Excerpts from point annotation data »
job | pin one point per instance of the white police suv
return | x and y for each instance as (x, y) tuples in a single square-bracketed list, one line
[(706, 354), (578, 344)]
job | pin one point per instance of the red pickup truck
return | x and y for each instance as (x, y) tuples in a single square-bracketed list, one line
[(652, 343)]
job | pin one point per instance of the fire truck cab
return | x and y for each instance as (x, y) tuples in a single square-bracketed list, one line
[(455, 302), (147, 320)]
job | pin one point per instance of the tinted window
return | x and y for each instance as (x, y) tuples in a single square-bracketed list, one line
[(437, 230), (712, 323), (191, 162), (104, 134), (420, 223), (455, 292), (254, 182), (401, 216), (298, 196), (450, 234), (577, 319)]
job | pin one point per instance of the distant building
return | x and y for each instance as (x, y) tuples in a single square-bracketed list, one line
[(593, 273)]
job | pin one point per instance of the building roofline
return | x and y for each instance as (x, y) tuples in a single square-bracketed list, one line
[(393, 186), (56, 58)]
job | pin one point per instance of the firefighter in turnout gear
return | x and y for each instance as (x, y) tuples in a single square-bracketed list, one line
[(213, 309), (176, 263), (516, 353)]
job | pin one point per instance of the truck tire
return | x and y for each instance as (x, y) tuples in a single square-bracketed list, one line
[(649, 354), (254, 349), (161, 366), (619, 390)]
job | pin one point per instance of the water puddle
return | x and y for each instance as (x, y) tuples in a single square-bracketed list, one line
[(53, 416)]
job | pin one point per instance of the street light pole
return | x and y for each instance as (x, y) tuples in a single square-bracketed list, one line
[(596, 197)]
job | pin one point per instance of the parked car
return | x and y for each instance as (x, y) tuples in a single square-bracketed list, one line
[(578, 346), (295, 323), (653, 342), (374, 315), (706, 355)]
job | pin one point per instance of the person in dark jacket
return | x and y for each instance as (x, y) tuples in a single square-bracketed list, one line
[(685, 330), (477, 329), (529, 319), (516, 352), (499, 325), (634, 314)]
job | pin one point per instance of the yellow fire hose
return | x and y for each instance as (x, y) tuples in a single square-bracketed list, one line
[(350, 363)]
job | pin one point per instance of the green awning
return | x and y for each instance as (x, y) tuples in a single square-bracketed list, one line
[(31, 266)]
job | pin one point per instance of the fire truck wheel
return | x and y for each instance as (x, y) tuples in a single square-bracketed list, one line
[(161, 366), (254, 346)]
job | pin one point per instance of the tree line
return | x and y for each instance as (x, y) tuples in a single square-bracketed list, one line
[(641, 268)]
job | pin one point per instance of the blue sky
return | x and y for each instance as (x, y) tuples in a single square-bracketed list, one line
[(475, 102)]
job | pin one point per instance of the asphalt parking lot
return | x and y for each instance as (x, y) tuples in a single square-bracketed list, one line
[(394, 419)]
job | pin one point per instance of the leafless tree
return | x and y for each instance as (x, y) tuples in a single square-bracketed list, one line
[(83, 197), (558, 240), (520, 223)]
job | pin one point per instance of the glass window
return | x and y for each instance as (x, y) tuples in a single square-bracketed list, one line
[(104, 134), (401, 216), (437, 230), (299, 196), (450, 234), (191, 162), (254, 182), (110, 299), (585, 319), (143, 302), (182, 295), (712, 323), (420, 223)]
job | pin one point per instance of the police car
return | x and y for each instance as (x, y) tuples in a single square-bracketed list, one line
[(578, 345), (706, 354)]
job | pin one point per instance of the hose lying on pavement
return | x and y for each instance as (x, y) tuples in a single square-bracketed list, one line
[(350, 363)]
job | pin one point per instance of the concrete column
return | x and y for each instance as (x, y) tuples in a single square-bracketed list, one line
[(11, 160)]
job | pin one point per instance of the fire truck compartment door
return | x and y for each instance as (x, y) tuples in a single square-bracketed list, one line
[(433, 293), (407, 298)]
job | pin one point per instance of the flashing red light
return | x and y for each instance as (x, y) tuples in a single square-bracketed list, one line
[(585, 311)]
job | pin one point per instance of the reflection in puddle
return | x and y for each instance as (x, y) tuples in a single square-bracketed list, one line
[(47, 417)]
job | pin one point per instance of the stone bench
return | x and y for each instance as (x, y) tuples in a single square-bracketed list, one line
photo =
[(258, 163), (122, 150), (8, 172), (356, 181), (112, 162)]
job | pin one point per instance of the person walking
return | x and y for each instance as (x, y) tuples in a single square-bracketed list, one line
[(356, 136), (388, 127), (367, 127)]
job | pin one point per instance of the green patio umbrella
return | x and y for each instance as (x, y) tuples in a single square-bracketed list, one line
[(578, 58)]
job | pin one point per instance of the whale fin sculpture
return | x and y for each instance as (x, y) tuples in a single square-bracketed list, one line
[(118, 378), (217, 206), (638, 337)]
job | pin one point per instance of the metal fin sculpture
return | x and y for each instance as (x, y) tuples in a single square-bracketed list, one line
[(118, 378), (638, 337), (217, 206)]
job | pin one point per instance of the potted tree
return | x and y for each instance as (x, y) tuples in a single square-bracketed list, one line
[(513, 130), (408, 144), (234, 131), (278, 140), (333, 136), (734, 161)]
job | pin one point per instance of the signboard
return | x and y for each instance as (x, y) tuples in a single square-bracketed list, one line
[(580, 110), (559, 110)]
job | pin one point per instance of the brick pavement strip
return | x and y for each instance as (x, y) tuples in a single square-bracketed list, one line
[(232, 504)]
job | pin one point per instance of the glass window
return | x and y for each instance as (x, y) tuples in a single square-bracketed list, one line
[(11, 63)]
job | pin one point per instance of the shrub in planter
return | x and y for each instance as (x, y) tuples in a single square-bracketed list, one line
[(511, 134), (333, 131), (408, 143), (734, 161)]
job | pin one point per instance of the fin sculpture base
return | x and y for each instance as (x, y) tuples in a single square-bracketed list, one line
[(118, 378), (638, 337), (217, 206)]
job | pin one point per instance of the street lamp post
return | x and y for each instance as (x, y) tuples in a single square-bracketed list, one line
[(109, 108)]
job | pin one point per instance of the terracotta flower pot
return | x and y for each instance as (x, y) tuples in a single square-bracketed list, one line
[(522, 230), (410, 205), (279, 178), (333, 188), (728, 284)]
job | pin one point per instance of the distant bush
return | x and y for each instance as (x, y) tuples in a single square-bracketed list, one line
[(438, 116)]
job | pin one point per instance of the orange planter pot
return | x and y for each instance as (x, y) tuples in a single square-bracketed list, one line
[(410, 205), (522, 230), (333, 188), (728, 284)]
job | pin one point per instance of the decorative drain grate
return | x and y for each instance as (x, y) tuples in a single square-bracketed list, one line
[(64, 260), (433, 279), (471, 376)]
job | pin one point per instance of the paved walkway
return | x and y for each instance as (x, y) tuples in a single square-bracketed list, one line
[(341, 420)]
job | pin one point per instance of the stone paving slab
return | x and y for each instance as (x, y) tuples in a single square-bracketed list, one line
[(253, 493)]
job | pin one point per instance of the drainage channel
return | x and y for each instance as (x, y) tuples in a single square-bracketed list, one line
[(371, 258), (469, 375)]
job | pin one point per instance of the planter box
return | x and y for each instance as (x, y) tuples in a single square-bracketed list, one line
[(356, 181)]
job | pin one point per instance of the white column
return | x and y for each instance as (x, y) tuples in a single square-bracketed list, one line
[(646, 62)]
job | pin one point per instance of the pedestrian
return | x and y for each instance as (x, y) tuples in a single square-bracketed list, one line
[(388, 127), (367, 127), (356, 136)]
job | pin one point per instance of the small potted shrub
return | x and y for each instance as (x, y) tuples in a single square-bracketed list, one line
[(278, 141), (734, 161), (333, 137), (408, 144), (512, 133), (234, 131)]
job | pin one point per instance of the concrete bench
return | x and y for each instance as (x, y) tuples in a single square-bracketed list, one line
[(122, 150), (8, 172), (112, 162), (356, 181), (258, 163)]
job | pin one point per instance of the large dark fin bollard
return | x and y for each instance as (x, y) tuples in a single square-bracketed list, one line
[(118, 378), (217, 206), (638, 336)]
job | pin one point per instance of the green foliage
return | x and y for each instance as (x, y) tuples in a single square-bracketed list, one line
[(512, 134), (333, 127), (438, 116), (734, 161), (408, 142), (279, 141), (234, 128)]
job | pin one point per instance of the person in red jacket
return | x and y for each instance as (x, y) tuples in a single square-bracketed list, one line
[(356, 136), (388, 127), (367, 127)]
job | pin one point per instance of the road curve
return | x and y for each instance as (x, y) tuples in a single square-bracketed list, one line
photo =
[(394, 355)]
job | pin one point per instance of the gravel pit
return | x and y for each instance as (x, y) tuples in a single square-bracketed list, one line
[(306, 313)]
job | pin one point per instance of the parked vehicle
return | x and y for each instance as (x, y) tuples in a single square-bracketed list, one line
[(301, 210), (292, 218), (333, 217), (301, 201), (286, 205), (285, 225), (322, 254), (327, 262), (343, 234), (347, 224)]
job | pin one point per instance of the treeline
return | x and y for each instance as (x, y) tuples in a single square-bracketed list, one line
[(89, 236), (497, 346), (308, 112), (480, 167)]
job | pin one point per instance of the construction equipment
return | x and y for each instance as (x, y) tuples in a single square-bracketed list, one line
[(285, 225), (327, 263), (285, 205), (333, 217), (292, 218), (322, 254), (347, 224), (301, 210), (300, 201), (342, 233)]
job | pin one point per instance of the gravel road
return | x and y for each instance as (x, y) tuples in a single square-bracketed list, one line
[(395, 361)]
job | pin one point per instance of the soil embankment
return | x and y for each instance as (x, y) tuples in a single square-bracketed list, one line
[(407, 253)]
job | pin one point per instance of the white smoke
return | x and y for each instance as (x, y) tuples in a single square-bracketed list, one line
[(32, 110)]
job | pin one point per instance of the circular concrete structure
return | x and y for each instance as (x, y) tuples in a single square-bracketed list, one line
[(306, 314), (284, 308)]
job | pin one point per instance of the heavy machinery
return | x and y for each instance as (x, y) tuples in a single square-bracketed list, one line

Task instructions » Duplicate the items verbatim from the line with "job | pin one point per instance of the shrub" up to and including the line with "[(511, 134), (333, 131), (408, 143), (734, 161)]".

Result »
job | pin one point per instance of the shrub in planter
return | x and y for each instance as (x, y) tuples in a single square-bracketed list, one line
[(511, 134), (333, 131), (408, 143), (734, 161)]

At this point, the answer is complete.